[Examples of point labeling]
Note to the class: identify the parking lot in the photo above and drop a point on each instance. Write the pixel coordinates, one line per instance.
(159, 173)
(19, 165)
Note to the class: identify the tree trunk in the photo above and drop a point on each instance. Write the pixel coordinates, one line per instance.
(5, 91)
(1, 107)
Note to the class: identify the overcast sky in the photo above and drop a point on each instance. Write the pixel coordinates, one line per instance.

## Exercise instructions
Present the lines above as a JSON list of strings, with one string per line and any blank lines omitted.

## Finished task
[
  "Note to the class: identify the parking lot in the photo above and drop a point on each instance. Write the pixel coordinates, one line per instance.",
  "(159, 173)",
  "(19, 165)",
  "Note to the class: identify the tree trunk in the photo above and drop a point on each instance. Write the pixel coordinates, one line per instance.",
  "(5, 91)",
  "(1, 107)",
  "Note to the class: identify the overcast sky in the photo above and drop a point on each instance. Write the pixel coordinates, one line per instance."
]